■ INSTRUCTIONS TO FOLLOW: Once the line containing "Target: fire hydrant" is found, retype it and each line after it through the last entry below, word for word, and nothing else.

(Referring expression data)
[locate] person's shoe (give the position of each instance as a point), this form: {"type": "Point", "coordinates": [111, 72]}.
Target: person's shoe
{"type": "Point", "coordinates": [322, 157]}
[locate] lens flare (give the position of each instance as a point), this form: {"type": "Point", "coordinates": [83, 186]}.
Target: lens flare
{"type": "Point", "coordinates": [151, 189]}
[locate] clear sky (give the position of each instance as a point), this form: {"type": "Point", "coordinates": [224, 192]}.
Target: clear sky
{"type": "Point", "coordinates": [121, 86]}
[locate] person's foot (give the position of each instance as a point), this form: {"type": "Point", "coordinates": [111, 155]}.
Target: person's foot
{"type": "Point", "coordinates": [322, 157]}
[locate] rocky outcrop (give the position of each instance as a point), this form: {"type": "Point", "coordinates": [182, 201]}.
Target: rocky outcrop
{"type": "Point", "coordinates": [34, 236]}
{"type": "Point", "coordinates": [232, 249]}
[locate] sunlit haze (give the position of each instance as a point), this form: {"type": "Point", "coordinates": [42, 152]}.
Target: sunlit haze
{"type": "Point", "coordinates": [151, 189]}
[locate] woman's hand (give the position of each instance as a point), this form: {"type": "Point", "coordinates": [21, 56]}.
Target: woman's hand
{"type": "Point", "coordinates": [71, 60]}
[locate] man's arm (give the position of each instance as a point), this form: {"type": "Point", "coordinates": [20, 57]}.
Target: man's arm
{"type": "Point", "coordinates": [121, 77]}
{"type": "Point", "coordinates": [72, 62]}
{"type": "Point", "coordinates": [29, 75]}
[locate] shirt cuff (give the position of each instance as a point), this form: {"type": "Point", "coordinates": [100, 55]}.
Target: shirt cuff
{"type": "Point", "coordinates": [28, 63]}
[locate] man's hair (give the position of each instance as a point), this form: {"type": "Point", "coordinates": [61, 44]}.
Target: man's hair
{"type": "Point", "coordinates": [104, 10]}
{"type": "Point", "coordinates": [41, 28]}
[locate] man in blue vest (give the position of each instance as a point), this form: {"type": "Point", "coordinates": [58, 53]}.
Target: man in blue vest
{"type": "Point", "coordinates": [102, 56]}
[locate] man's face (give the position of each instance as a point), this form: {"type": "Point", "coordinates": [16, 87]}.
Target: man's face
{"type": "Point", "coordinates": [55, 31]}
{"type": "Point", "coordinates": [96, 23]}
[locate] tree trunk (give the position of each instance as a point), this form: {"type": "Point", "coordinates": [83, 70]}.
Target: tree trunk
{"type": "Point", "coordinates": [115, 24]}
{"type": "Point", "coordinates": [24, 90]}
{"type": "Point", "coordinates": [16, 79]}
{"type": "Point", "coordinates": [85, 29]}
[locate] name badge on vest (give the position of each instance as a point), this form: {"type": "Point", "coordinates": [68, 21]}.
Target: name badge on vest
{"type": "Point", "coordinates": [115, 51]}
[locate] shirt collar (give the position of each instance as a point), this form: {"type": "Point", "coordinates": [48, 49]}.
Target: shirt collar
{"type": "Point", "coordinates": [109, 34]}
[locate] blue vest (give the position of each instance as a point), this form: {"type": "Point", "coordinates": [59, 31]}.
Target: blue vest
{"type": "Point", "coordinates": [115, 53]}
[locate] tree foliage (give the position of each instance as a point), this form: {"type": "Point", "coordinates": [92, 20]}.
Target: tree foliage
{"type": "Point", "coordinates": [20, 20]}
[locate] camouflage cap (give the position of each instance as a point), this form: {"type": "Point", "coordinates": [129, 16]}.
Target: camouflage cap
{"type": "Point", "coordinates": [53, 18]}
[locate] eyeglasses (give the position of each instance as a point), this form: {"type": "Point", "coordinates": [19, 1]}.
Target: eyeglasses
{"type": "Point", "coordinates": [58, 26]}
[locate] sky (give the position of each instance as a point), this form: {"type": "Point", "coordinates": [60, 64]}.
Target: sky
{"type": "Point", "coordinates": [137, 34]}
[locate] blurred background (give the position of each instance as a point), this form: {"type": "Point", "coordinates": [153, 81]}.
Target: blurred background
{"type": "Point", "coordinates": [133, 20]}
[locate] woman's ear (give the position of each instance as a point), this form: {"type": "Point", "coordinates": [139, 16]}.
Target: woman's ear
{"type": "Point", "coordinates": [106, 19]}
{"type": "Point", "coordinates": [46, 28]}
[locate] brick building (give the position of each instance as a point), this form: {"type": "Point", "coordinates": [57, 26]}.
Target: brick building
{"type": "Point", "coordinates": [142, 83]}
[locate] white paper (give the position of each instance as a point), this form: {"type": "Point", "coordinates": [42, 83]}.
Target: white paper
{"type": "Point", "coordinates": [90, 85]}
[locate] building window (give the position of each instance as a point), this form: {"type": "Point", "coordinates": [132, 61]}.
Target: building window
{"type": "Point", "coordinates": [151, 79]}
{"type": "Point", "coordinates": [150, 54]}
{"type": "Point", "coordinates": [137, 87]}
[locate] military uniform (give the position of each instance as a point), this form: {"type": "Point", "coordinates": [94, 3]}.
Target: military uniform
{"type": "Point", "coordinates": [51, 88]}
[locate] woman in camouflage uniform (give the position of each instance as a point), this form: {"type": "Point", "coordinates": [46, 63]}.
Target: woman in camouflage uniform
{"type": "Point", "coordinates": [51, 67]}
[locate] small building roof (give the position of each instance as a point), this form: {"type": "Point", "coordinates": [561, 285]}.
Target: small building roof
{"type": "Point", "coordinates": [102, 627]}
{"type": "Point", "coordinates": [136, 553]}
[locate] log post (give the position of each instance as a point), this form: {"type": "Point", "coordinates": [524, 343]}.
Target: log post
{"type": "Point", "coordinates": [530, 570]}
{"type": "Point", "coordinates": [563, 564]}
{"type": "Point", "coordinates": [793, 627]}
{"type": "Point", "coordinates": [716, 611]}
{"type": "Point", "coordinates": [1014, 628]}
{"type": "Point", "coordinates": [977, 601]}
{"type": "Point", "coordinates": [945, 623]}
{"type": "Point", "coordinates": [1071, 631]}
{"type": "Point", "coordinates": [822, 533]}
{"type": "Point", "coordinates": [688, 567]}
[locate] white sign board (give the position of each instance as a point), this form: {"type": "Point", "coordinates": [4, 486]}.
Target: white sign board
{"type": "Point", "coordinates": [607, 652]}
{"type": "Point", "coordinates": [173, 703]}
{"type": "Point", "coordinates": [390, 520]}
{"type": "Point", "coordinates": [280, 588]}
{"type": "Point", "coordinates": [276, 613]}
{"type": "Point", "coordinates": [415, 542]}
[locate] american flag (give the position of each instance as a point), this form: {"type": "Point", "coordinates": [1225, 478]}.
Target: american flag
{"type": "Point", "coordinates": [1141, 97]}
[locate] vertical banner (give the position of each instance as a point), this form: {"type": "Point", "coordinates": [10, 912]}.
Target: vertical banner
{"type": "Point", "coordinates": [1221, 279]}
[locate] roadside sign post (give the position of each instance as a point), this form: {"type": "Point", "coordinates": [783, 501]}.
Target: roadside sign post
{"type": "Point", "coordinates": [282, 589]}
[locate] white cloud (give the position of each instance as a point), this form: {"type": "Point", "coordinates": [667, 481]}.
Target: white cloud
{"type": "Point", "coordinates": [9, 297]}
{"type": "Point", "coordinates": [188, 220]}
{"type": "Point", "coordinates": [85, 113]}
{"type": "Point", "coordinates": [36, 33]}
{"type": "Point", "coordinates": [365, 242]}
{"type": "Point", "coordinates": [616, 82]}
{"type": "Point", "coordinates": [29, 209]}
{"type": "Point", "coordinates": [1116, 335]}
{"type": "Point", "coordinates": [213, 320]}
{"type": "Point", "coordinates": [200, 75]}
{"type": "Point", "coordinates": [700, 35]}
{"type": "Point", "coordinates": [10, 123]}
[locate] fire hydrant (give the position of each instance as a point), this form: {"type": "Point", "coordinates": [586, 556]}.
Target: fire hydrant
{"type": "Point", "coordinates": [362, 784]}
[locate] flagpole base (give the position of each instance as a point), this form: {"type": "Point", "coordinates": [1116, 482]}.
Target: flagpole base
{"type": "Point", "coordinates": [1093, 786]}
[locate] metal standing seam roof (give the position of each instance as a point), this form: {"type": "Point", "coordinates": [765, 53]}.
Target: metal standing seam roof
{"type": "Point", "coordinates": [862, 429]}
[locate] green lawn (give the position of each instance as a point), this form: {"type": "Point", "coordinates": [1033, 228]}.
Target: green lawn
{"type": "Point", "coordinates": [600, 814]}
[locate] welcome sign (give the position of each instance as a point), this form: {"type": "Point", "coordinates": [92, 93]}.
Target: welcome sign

■ ANSWER SPACE:
Target: fire hydrant
{"type": "Point", "coordinates": [362, 784]}
[locate] flagpole base (give the position of each instance as a point), this form: {"type": "Point", "coordinates": [1116, 482]}.
Target: flagpole base
{"type": "Point", "coordinates": [1093, 786]}
[locate] metal standing seam roof (give the position of each instance as a point), this form: {"type": "Point", "coordinates": [765, 53]}.
Target: metal standing seam roof
{"type": "Point", "coordinates": [862, 429]}
[locate] green lawn (give the position of each instance as a point), this form: {"type": "Point", "coordinates": [1033, 228]}.
Target: green lawn
{"type": "Point", "coordinates": [600, 814]}
[locate] welcome sign (give the position of each instance as a point), this form: {"type": "Point", "coordinates": [92, 93]}.
Target: welcome sign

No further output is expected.